Identify every line in the listing below that contains the string "speckled", and copy each of those lines in full. Matching is case-sensitive.

Given entries:
[Start]

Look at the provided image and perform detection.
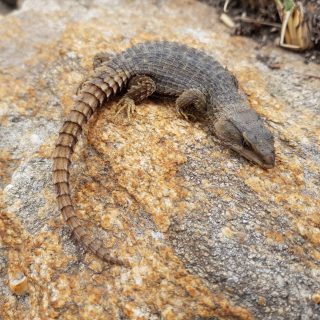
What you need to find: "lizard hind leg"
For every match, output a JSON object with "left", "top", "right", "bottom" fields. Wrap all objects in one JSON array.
[
  {"left": 116, "top": 75, "right": 156, "bottom": 120},
  {"left": 176, "top": 89, "right": 207, "bottom": 120},
  {"left": 92, "top": 52, "right": 114, "bottom": 70}
]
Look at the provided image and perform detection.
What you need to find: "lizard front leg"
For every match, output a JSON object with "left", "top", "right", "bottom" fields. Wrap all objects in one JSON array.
[
  {"left": 116, "top": 75, "right": 156, "bottom": 119},
  {"left": 176, "top": 89, "right": 207, "bottom": 120}
]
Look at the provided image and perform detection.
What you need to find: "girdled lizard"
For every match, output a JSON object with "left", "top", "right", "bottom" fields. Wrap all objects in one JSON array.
[{"left": 53, "top": 41, "right": 275, "bottom": 265}]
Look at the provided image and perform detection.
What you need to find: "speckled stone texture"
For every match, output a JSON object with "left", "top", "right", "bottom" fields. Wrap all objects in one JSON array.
[{"left": 0, "top": 0, "right": 320, "bottom": 320}]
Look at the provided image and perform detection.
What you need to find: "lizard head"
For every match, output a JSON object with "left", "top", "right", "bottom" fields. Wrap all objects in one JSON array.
[{"left": 214, "top": 110, "right": 275, "bottom": 169}]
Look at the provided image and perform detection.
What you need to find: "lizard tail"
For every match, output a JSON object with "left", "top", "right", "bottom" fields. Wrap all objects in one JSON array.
[{"left": 53, "top": 68, "right": 130, "bottom": 265}]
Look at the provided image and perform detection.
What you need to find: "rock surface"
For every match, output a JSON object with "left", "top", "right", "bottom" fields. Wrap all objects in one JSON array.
[{"left": 0, "top": 0, "right": 320, "bottom": 319}]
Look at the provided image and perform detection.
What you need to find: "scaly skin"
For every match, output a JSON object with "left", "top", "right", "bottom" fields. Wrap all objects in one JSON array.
[{"left": 53, "top": 41, "right": 275, "bottom": 265}]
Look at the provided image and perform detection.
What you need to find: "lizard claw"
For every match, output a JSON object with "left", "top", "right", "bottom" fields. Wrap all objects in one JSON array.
[{"left": 115, "top": 97, "right": 136, "bottom": 120}]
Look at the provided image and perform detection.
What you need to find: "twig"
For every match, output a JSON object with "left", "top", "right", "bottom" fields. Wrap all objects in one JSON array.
[{"left": 234, "top": 17, "right": 281, "bottom": 29}]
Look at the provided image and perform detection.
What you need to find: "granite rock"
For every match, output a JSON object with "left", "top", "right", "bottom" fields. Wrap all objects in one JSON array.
[{"left": 0, "top": 0, "right": 320, "bottom": 319}]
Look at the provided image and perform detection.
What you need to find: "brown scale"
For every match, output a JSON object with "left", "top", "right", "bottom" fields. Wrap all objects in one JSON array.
[{"left": 53, "top": 65, "right": 128, "bottom": 265}]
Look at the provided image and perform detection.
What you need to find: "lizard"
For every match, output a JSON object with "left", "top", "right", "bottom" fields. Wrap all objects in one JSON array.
[{"left": 53, "top": 41, "right": 275, "bottom": 265}]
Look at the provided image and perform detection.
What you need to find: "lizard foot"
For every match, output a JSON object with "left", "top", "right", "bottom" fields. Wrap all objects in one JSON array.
[
  {"left": 115, "top": 97, "right": 136, "bottom": 120},
  {"left": 176, "top": 105, "right": 196, "bottom": 121}
]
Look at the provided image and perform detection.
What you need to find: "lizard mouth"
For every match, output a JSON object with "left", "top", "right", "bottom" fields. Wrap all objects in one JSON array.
[{"left": 230, "top": 142, "right": 275, "bottom": 169}]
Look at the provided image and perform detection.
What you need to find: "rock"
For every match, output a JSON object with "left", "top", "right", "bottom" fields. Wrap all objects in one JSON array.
[{"left": 0, "top": 0, "right": 320, "bottom": 319}]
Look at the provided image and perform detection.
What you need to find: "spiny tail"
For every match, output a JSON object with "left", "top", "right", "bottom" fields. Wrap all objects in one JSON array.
[{"left": 53, "top": 67, "right": 130, "bottom": 265}]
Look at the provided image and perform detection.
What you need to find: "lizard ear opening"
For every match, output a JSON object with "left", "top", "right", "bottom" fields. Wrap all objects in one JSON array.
[{"left": 214, "top": 119, "right": 244, "bottom": 145}]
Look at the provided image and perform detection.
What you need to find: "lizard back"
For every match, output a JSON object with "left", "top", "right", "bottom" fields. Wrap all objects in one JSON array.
[{"left": 107, "top": 41, "right": 243, "bottom": 106}]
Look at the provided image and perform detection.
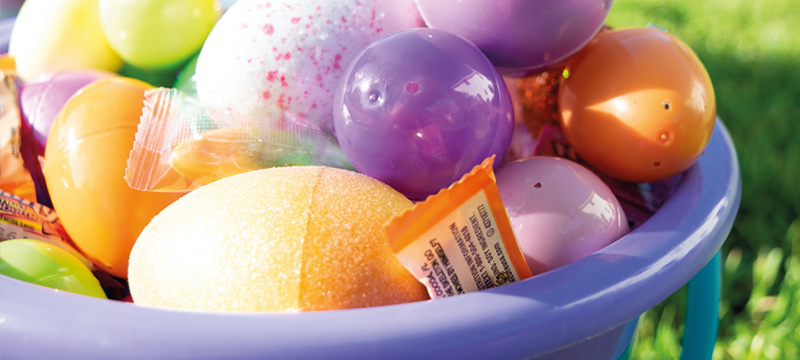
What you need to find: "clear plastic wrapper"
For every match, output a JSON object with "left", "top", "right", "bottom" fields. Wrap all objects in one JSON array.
[
  {"left": 125, "top": 88, "right": 352, "bottom": 192},
  {"left": 0, "top": 56, "right": 36, "bottom": 202}
]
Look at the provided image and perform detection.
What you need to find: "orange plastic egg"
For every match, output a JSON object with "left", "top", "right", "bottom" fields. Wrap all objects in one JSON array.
[
  {"left": 558, "top": 29, "right": 716, "bottom": 182},
  {"left": 44, "top": 78, "right": 180, "bottom": 278}
]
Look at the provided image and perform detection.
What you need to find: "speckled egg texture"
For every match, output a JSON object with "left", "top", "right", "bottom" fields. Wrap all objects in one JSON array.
[
  {"left": 196, "top": 0, "right": 424, "bottom": 133},
  {"left": 129, "top": 167, "right": 428, "bottom": 312}
]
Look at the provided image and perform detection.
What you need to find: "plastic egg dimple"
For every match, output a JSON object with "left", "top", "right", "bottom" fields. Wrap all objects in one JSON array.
[
  {"left": 0, "top": 239, "right": 106, "bottom": 299},
  {"left": 496, "top": 156, "right": 629, "bottom": 275},
  {"left": 43, "top": 78, "right": 182, "bottom": 278},
  {"left": 334, "top": 29, "right": 514, "bottom": 199},
  {"left": 9, "top": 0, "right": 122, "bottom": 81},
  {"left": 19, "top": 70, "right": 114, "bottom": 207},
  {"left": 417, "top": 0, "right": 612, "bottom": 76},
  {"left": 196, "top": 0, "right": 423, "bottom": 133},
  {"left": 558, "top": 29, "right": 716, "bottom": 182}
]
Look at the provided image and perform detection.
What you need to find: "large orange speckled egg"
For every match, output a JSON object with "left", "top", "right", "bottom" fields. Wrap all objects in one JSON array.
[
  {"left": 128, "top": 166, "right": 428, "bottom": 312},
  {"left": 558, "top": 29, "right": 716, "bottom": 182},
  {"left": 43, "top": 78, "right": 181, "bottom": 278}
]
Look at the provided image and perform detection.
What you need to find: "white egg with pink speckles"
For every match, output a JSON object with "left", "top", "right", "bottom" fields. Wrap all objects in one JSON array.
[{"left": 195, "top": 0, "right": 424, "bottom": 132}]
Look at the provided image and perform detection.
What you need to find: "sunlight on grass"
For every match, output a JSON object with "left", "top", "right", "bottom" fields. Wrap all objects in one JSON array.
[{"left": 607, "top": 0, "right": 800, "bottom": 360}]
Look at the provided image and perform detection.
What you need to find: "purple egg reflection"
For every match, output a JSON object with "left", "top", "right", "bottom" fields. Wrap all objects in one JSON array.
[
  {"left": 334, "top": 29, "right": 514, "bottom": 199},
  {"left": 417, "top": 0, "right": 613, "bottom": 76}
]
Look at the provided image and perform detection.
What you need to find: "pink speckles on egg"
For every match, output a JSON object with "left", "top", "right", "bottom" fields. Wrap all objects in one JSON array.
[
  {"left": 196, "top": 0, "right": 424, "bottom": 132},
  {"left": 406, "top": 82, "right": 419, "bottom": 95},
  {"left": 261, "top": 24, "right": 275, "bottom": 36},
  {"left": 333, "top": 54, "right": 342, "bottom": 70}
]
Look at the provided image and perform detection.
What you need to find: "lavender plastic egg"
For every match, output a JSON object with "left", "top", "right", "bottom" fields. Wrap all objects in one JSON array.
[
  {"left": 334, "top": 29, "right": 514, "bottom": 199},
  {"left": 417, "top": 0, "right": 613, "bottom": 76},
  {"left": 496, "top": 156, "right": 629, "bottom": 275},
  {"left": 19, "top": 70, "right": 114, "bottom": 207}
]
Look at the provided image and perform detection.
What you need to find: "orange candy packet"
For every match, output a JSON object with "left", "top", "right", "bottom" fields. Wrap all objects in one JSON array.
[
  {"left": 0, "top": 56, "right": 36, "bottom": 202},
  {"left": 385, "top": 157, "right": 532, "bottom": 299}
]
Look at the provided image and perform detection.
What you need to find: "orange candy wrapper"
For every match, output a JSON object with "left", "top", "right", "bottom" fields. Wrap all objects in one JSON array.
[
  {"left": 385, "top": 157, "right": 532, "bottom": 299},
  {"left": 0, "top": 56, "right": 36, "bottom": 202},
  {"left": 0, "top": 191, "right": 94, "bottom": 270}
]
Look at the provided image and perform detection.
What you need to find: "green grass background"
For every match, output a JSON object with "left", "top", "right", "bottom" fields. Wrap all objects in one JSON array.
[{"left": 607, "top": 0, "right": 800, "bottom": 360}]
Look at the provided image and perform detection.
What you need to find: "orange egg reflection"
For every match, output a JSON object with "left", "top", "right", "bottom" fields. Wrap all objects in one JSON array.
[
  {"left": 43, "top": 78, "right": 180, "bottom": 278},
  {"left": 558, "top": 29, "right": 716, "bottom": 182}
]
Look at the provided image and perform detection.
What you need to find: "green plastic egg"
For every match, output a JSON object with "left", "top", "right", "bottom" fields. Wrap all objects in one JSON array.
[
  {"left": 100, "top": 0, "right": 221, "bottom": 69},
  {"left": 0, "top": 239, "right": 106, "bottom": 299}
]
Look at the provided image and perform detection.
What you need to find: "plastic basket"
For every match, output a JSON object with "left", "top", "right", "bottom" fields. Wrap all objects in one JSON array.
[{"left": 0, "top": 120, "right": 741, "bottom": 359}]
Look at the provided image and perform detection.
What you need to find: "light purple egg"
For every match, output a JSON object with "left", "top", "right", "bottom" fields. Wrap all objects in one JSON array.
[
  {"left": 417, "top": 0, "right": 613, "bottom": 76},
  {"left": 496, "top": 156, "right": 629, "bottom": 275},
  {"left": 333, "top": 28, "right": 514, "bottom": 199},
  {"left": 19, "top": 70, "right": 115, "bottom": 207}
]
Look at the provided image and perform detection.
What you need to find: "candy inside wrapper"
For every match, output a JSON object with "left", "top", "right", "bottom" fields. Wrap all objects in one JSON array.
[{"left": 125, "top": 88, "right": 352, "bottom": 192}]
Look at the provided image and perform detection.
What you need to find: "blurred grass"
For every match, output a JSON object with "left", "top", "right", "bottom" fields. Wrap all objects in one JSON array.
[{"left": 607, "top": 0, "right": 800, "bottom": 360}]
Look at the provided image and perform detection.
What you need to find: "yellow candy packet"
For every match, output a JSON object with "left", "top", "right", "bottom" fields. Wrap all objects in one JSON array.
[{"left": 384, "top": 156, "right": 533, "bottom": 299}]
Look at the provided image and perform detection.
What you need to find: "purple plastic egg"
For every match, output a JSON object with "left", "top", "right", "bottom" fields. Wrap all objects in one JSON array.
[
  {"left": 417, "top": 0, "right": 613, "bottom": 76},
  {"left": 334, "top": 29, "right": 514, "bottom": 199},
  {"left": 496, "top": 156, "right": 629, "bottom": 275},
  {"left": 0, "top": 18, "right": 16, "bottom": 54},
  {"left": 19, "top": 70, "right": 115, "bottom": 207}
]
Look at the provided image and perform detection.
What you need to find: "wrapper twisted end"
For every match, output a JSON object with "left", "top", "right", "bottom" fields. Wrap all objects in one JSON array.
[{"left": 125, "top": 88, "right": 352, "bottom": 192}]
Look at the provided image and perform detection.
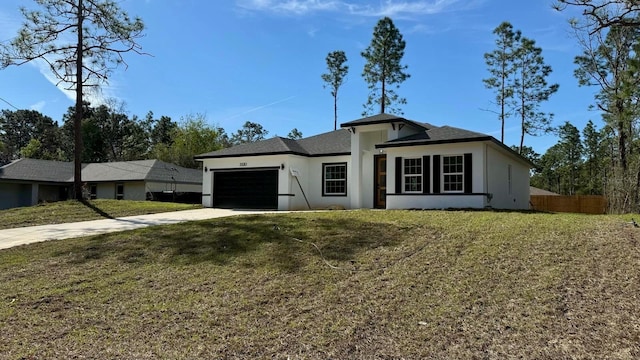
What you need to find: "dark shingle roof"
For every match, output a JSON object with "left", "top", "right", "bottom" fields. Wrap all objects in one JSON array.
[
  {"left": 0, "top": 159, "right": 202, "bottom": 184},
  {"left": 340, "top": 114, "right": 434, "bottom": 130},
  {"left": 376, "top": 126, "right": 492, "bottom": 148},
  {"left": 195, "top": 129, "right": 351, "bottom": 159},
  {"left": 0, "top": 159, "right": 73, "bottom": 183}
]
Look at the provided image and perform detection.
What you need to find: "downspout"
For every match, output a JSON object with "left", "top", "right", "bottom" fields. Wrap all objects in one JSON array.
[
  {"left": 289, "top": 168, "right": 311, "bottom": 210},
  {"left": 482, "top": 143, "right": 493, "bottom": 206}
]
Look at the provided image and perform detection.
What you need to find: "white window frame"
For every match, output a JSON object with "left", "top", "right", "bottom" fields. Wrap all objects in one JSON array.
[
  {"left": 116, "top": 183, "right": 124, "bottom": 200},
  {"left": 322, "top": 162, "right": 347, "bottom": 196},
  {"left": 402, "top": 157, "right": 424, "bottom": 194},
  {"left": 89, "top": 183, "right": 98, "bottom": 200},
  {"left": 440, "top": 154, "right": 464, "bottom": 193},
  {"left": 507, "top": 164, "right": 513, "bottom": 195}
]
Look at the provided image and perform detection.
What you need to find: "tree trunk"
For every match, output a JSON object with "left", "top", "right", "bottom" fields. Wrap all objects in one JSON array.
[
  {"left": 333, "top": 89, "right": 338, "bottom": 131},
  {"left": 380, "top": 79, "right": 385, "bottom": 114},
  {"left": 73, "top": 0, "right": 84, "bottom": 200}
]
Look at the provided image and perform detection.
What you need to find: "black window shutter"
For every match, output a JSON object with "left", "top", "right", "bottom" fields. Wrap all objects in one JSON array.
[
  {"left": 463, "top": 153, "right": 473, "bottom": 194},
  {"left": 396, "top": 157, "right": 402, "bottom": 194},
  {"left": 422, "top": 156, "right": 431, "bottom": 194},
  {"left": 433, "top": 155, "right": 440, "bottom": 194}
]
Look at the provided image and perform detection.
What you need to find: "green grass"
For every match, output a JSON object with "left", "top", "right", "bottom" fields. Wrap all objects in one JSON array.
[
  {"left": 0, "top": 211, "right": 640, "bottom": 359},
  {"left": 0, "top": 199, "right": 202, "bottom": 229}
]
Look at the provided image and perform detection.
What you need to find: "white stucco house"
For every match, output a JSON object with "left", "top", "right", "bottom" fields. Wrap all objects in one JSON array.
[{"left": 195, "top": 114, "right": 532, "bottom": 210}]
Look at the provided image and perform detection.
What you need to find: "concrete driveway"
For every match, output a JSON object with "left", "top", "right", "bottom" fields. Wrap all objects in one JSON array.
[{"left": 0, "top": 208, "right": 274, "bottom": 250}]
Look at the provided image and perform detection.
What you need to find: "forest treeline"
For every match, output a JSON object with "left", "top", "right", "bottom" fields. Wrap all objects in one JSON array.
[{"left": 0, "top": 103, "right": 302, "bottom": 168}]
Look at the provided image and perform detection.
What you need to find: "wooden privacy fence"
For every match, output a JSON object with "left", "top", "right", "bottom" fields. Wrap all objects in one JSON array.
[{"left": 531, "top": 195, "right": 607, "bottom": 214}]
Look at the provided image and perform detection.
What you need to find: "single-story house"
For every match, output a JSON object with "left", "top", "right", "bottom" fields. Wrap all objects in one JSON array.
[
  {"left": 0, "top": 159, "right": 202, "bottom": 209},
  {"left": 195, "top": 114, "right": 532, "bottom": 210}
]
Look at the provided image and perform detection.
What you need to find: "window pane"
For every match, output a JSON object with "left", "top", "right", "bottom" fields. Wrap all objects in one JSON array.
[
  {"left": 442, "top": 155, "right": 464, "bottom": 192},
  {"left": 323, "top": 164, "right": 347, "bottom": 195},
  {"left": 403, "top": 158, "right": 422, "bottom": 192}
]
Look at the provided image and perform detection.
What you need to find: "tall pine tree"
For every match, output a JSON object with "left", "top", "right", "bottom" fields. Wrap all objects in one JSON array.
[
  {"left": 0, "top": 0, "right": 144, "bottom": 199},
  {"left": 513, "top": 37, "right": 559, "bottom": 153},
  {"left": 361, "top": 17, "right": 410, "bottom": 116},
  {"left": 482, "top": 21, "right": 521, "bottom": 143},
  {"left": 322, "top": 50, "right": 349, "bottom": 130}
]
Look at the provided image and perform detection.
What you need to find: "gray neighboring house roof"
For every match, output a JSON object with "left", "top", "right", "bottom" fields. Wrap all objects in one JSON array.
[
  {"left": 82, "top": 160, "right": 202, "bottom": 184},
  {"left": 0, "top": 159, "right": 73, "bottom": 183},
  {"left": 194, "top": 129, "right": 351, "bottom": 159},
  {"left": 0, "top": 159, "right": 202, "bottom": 184}
]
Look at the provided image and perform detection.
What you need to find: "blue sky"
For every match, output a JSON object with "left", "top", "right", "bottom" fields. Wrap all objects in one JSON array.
[{"left": 0, "top": 0, "right": 601, "bottom": 153}]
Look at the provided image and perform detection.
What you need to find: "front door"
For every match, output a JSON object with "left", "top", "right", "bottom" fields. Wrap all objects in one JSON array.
[{"left": 373, "top": 155, "right": 387, "bottom": 209}]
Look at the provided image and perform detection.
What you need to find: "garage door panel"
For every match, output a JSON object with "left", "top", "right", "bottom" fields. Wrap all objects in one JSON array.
[{"left": 213, "top": 170, "right": 278, "bottom": 209}]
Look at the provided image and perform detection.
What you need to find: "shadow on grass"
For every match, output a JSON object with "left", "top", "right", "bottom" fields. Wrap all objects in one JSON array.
[
  {"left": 58, "top": 215, "right": 416, "bottom": 272},
  {"left": 80, "top": 199, "right": 115, "bottom": 219}
]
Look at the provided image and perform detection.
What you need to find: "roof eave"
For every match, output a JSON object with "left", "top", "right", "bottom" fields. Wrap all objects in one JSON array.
[
  {"left": 193, "top": 151, "right": 309, "bottom": 160},
  {"left": 375, "top": 136, "right": 535, "bottom": 168},
  {"left": 376, "top": 136, "right": 493, "bottom": 149}
]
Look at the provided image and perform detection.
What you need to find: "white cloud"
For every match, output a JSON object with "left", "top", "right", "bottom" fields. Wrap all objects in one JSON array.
[
  {"left": 29, "top": 100, "right": 47, "bottom": 112},
  {"left": 236, "top": 0, "right": 484, "bottom": 17},
  {"left": 30, "top": 60, "right": 112, "bottom": 106},
  {"left": 0, "top": 11, "right": 117, "bottom": 107}
]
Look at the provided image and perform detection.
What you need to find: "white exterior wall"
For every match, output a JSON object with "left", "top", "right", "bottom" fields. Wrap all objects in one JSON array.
[
  {"left": 384, "top": 143, "right": 487, "bottom": 209},
  {"left": 485, "top": 144, "right": 529, "bottom": 210},
  {"left": 95, "top": 181, "right": 147, "bottom": 201},
  {"left": 202, "top": 155, "right": 298, "bottom": 210},
  {"left": 146, "top": 181, "right": 202, "bottom": 193},
  {"left": 349, "top": 124, "right": 388, "bottom": 209}
]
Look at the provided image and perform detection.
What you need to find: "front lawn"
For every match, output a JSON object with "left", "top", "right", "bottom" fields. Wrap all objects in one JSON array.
[
  {"left": 0, "top": 199, "right": 202, "bottom": 229},
  {"left": 0, "top": 211, "right": 640, "bottom": 359}
]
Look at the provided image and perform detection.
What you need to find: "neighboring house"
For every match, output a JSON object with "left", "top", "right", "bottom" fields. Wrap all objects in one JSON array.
[
  {"left": 195, "top": 114, "right": 532, "bottom": 210},
  {"left": 0, "top": 159, "right": 202, "bottom": 209},
  {"left": 529, "top": 186, "right": 560, "bottom": 196}
]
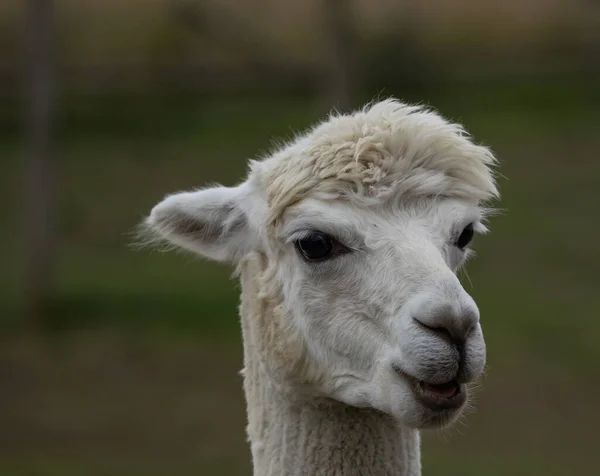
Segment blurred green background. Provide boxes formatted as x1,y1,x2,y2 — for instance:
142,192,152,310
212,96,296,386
0,0,600,476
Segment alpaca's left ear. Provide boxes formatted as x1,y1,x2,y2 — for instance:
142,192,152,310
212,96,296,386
145,183,257,262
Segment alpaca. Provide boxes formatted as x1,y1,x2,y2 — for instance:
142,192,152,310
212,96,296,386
145,99,498,476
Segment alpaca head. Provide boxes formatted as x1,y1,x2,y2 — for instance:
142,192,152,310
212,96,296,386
147,100,497,428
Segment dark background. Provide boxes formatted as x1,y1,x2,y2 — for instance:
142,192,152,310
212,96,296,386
0,0,600,476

[End]

Solution to this exercise:
What you need to find: "speckled stone texture"
What you need to find: "speckled egg texture"
What you need to find: "large orange speckled egg"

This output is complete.